• _Given passage_
>>>

Many may ask, "Really, why would I want to go through all this trouble to install a bootloader on an ATtiny85 when it is less trouble just to use the Arduino ISP?" Good question.

This article was not meant to be independent. The entire purpose of the this is to prepare an ATtiny85 (actually, any ATtiny orATmega uCs) for wireless upload of Arduino sketches or AVR binaries.

Step 1: Upload the ArduinoISP Sketch

Upload the ArduinoISP Sketch There are several guides on how to use an Arduino as an ISP:

• Programming AVR with Arduino ) (Video)
• Using an Arduino as an AVR ISP (In-System Programmer)

But outline the steps briefly, just in case.

before wiring up the Arduino Uno to the ATtiny85 you will need to install the Arduino ISP sketch onto the Arduino Uno. This is built into the Arduino IDE.

• File --> Examples --> 11. ArduinoISP --> ArduinoISP

Then hit the Upload button. Wire up the ATtiny85 After the ArduinoISP sketch has been uploaded it is time to burn our bootloader to the ATtiny85. Go ahead and wire your ATtiny85 to the Arduino Uno as shown in the image above.

Step 2: Wire Up the ATtiny85 and Arduino

Now the ArduinoISP sketch has been uploaded it is time to burn our bootloader to the ATtiny85. Go ahead and wire your ATtiny85 to the Arduino Uno as shown in the image.

Step 3: Install AVRDUDE

Now, we will need to install WinAVR

• WinAVR Download

Step 4: Burn TinySafeBootloader on ATtiny85

Burn TinySafeBootloader on ATtiny85 Once AVRDUDE has successfully installed, open it by going to the Start Menu and typing

• cmd

This should open the Windows command prompt. Now, let's make sure AVRDUDE is installed. Type:

• avrdude

And press return. You should see output similar to what's in the image.

<<<

• _Recorded data_
>>>

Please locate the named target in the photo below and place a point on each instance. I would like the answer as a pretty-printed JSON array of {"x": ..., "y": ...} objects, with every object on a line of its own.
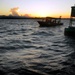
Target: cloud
[
  {"x": 14, "y": 11},
  {"x": 27, "y": 15}
]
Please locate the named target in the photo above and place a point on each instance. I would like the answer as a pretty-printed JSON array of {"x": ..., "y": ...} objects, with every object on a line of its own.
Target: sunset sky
[{"x": 36, "y": 8}]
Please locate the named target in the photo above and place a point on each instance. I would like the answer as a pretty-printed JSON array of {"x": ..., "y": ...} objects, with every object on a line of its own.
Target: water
[{"x": 24, "y": 45}]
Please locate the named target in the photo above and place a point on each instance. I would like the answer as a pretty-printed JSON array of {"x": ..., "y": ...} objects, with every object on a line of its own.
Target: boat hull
[{"x": 48, "y": 24}]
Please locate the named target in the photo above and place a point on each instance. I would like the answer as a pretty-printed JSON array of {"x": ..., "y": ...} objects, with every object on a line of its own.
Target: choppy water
[{"x": 24, "y": 45}]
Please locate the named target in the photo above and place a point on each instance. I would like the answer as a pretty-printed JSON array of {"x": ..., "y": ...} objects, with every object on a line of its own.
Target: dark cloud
[{"x": 14, "y": 11}]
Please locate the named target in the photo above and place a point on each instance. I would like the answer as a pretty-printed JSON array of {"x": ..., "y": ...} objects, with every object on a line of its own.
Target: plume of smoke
[{"x": 14, "y": 11}]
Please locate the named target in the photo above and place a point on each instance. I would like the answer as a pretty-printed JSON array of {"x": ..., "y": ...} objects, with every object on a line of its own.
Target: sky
[{"x": 36, "y": 8}]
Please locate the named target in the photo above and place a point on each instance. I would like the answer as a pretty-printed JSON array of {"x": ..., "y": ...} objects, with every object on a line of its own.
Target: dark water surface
[{"x": 24, "y": 45}]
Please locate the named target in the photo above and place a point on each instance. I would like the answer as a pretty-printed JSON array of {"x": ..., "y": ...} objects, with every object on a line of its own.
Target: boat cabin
[{"x": 70, "y": 31}]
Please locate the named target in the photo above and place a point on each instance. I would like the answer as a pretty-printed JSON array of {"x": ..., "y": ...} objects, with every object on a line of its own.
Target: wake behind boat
[{"x": 50, "y": 21}]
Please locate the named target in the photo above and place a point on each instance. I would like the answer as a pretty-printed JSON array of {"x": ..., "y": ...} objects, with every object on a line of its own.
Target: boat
[
  {"x": 70, "y": 30},
  {"x": 50, "y": 21}
]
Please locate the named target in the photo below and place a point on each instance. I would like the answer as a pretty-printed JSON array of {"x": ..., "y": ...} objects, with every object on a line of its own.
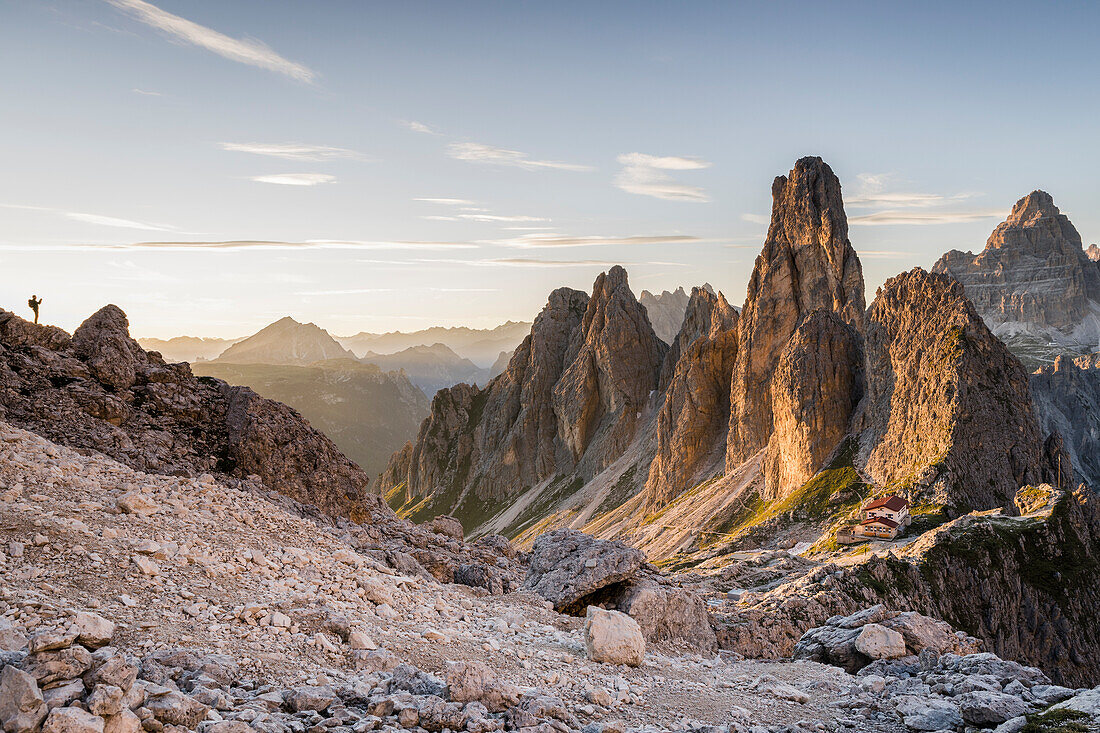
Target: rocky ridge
[
  {"x": 573, "y": 397},
  {"x": 935, "y": 371},
  {"x": 286, "y": 341},
  {"x": 1067, "y": 402},
  {"x": 99, "y": 392},
  {"x": 1032, "y": 567},
  {"x": 198, "y": 605},
  {"x": 366, "y": 412},
  {"x": 667, "y": 310},
  {"x": 694, "y": 415}
]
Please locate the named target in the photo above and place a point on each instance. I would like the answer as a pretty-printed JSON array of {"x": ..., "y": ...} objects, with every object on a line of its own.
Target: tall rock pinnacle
[{"x": 806, "y": 264}]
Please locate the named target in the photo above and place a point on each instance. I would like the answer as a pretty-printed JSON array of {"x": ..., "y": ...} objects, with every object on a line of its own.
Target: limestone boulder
[{"x": 613, "y": 637}]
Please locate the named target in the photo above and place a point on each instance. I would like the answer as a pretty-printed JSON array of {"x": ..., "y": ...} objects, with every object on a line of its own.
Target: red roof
[
  {"x": 893, "y": 502},
  {"x": 881, "y": 520}
]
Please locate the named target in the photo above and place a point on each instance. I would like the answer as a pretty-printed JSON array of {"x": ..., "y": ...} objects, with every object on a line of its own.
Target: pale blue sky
[{"x": 568, "y": 135}]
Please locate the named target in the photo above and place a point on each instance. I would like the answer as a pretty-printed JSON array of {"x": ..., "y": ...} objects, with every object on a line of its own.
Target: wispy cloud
[
  {"x": 293, "y": 151},
  {"x": 908, "y": 208},
  {"x": 420, "y": 127},
  {"x": 250, "y": 52},
  {"x": 922, "y": 218},
  {"x": 244, "y": 244},
  {"x": 353, "y": 291},
  {"x": 296, "y": 178},
  {"x": 535, "y": 262},
  {"x": 473, "y": 212},
  {"x": 883, "y": 254},
  {"x": 494, "y": 218},
  {"x": 646, "y": 175},
  {"x": 491, "y": 155},
  {"x": 364, "y": 291},
  {"x": 529, "y": 241},
  {"x": 92, "y": 218},
  {"x": 114, "y": 221},
  {"x": 447, "y": 201},
  {"x": 903, "y": 200}
]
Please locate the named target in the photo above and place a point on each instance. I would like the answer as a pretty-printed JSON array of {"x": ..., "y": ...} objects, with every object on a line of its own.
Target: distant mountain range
[
  {"x": 187, "y": 348},
  {"x": 481, "y": 346},
  {"x": 286, "y": 341},
  {"x": 366, "y": 412},
  {"x": 667, "y": 310},
  {"x": 431, "y": 368},
  {"x": 1034, "y": 284}
]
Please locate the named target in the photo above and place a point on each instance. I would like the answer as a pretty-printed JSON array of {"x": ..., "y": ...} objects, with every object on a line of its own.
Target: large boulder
[
  {"x": 568, "y": 567},
  {"x": 988, "y": 708},
  {"x": 613, "y": 637},
  {"x": 854, "y": 641},
  {"x": 103, "y": 342},
  {"x": 22, "y": 708},
  {"x": 878, "y": 642},
  {"x": 667, "y": 613}
]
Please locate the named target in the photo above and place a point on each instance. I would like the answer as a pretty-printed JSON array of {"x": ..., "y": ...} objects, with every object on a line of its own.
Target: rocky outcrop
[
  {"x": 1026, "y": 587},
  {"x": 576, "y": 571},
  {"x": 844, "y": 641},
  {"x": 569, "y": 568},
  {"x": 367, "y": 413},
  {"x": 1033, "y": 277},
  {"x": 806, "y": 264},
  {"x": 694, "y": 417},
  {"x": 397, "y": 471},
  {"x": 1067, "y": 402},
  {"x": 814, "y": 390},
  {"x": 101, "y": 391},
  {"x": 666, "y": 310},
  {"x": 568, "y": 402},
  {"x": 947, "y": 416},
  {"x": 613, "y": 365}
]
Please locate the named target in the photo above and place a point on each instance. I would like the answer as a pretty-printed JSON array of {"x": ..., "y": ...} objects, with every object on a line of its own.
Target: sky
[{"x": 213, "y": 165}]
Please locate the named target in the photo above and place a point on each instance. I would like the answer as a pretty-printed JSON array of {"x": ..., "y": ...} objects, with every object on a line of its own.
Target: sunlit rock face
[
  {"x": 1033, "y": 279},
  {"x": 806, "y": 264}
]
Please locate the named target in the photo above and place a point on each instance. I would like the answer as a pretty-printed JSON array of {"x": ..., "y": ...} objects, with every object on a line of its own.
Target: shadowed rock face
[
  {"x": 571, "y": 394},
  {"x": 806, "y": 264},
  {"x": 100, "y": 390},
  {"x": 948, "y": 413},
  {"x": 693, "y": 419},
  {"x": 1033, "y": 270},
  {"x": 666, "y": 312},
  {"x": 614, "y": 363},
  {"x": 1067, "y": 402}
]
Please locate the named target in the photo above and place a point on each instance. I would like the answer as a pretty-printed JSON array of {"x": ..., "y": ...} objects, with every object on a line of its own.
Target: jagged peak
[{"x": 1033, "y": 206}]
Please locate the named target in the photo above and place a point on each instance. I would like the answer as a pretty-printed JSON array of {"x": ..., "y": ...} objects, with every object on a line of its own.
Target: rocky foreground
[{"x": 140, "y": 602}]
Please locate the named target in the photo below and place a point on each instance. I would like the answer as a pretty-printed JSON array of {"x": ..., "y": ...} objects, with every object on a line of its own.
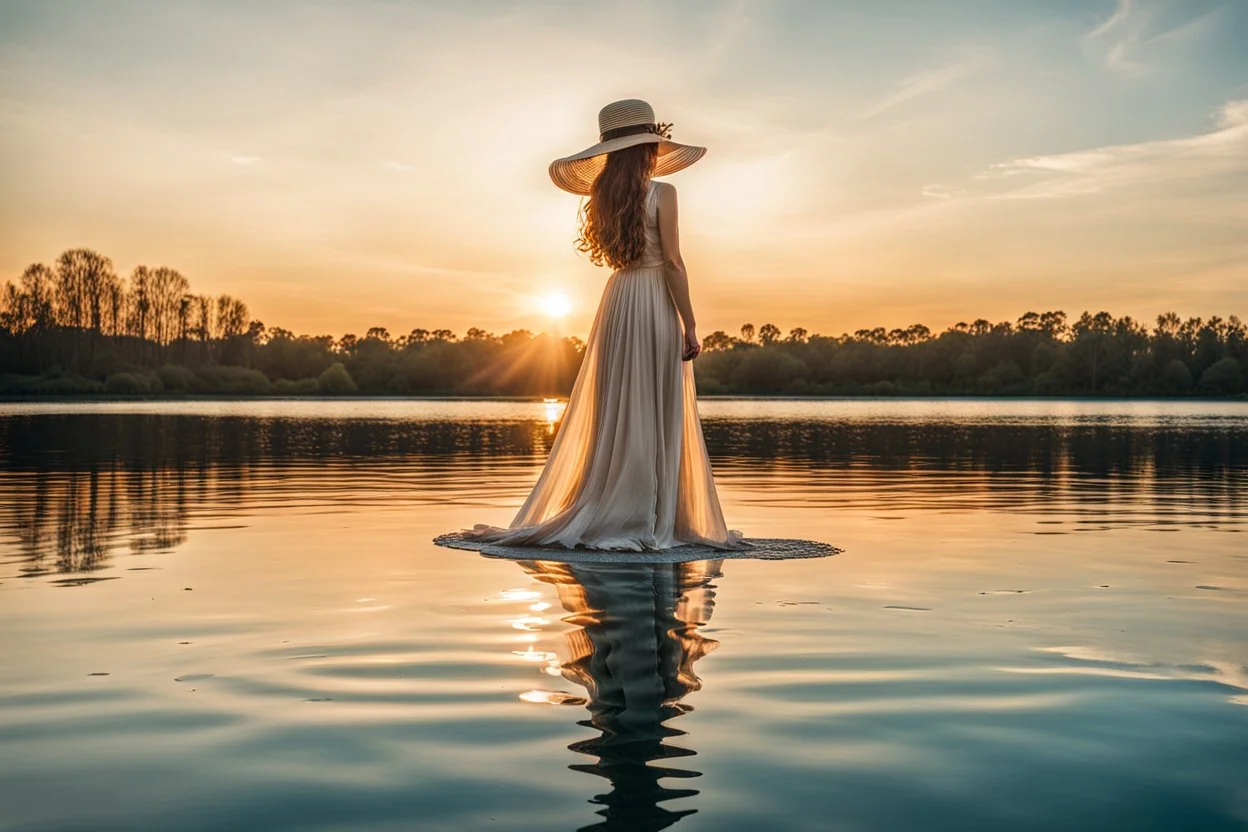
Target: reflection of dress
[
  {"x": 634, "y": 653},
  {"x": 629, "y": 468}
]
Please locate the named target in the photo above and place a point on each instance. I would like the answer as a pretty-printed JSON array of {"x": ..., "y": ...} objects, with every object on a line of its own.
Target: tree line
[{"x": 78, "y": 327}]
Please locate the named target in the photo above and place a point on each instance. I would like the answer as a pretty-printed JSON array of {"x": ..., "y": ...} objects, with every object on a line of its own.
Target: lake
[{"x": 229, "y": 615}]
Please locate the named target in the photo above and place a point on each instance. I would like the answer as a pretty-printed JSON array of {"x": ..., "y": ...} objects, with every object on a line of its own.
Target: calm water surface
[{"x": 230, "y": 615}]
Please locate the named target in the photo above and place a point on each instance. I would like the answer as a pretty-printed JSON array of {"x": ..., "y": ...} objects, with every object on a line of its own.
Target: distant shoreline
[{"x": 362, "y": 397}]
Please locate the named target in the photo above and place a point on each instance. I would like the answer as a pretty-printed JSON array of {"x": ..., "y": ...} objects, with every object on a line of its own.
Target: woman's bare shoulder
[{"x": 665, "y": 192}]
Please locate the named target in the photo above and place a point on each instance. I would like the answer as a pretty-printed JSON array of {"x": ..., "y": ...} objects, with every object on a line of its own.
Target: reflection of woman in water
[{"x": 634, "y": 653}]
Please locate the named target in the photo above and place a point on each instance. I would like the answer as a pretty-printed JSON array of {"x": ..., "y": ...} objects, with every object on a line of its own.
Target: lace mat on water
[{"x": 760, "y": 549}]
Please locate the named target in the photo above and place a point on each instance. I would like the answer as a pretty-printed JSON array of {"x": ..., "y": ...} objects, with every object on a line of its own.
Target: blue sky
[{"x": 342, "y": 165}]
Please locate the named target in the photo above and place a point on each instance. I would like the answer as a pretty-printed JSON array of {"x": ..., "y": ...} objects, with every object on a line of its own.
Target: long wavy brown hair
[{"x": 613, "y": 220}]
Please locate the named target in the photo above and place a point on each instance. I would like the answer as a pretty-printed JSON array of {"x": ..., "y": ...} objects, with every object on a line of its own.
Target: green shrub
[
  {"x": 1176, "y": 377},
  {"x": 301, "y": 387},
  {"x": 68, "y": 386},
  {"x": 1223, "y": 377},
  {"x": 132, "y": 384},
  {"x": 336, "y": 381},
  {"x": 176, "y": 378},
  {"x": 14, "y": 384},
  {"x": 231, "y": 381}
]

<<<

• _Exercise requirements_
A. Extract each line of the records that contains the word "surface", matching its case exactly.
B. Carry on the ATtiny85 bootloader tutorial past its final sentence.
The tutorial and the records were taken from unrelated sources.

• _Exercise results_
A.
Target: dark water surface
Target: calm water surface

B.
Please hear my warning what we are about to do has the potential of brick your ATtiny85. More specifically, if we set the fuses wrong on the ATtiny85 it might render the chip unusable. That stated, let's take a moment and talk through what we are doing.

At this point our Arduino Uno is setup as an ISP. We plan to use AVRDUDE to tell the ISP to burn the TinySafeBootloader onto our ATtiny85. In the process we will also set the fuses on the ATtiny85. These fuses are bits of memory which tell the ATtiny85 how to act. There are two will need to set to use TinySafeBoot on any ATtiny supported.

ATtiny85 & ATtiny84 (or any other ATtiny supported):

1. SELFPRGEN -- must be set to enable flash writes from firmware
2. BODLEVEL -- should be set to avoid flash corruption during unsafe device power-up.

If you are following this guide for the ATmega series the fuses need are:

1. BOOTRST -- activated lets the MCU jump into the Bootloader section with every hardware reset.
2. BODLEVEL -- should be set to avoid flash corruption during unsafe device power-up.
3. BOOTSZ=11 -- to reserve 512 bytes for a Bootloader Section.
4. BLB -- set to MODE 2 or 3 to protect Bootloader section from undesirable write access by firmware.

If you don't quite trust me or if you would like to read more about fuses, here's a great explanation.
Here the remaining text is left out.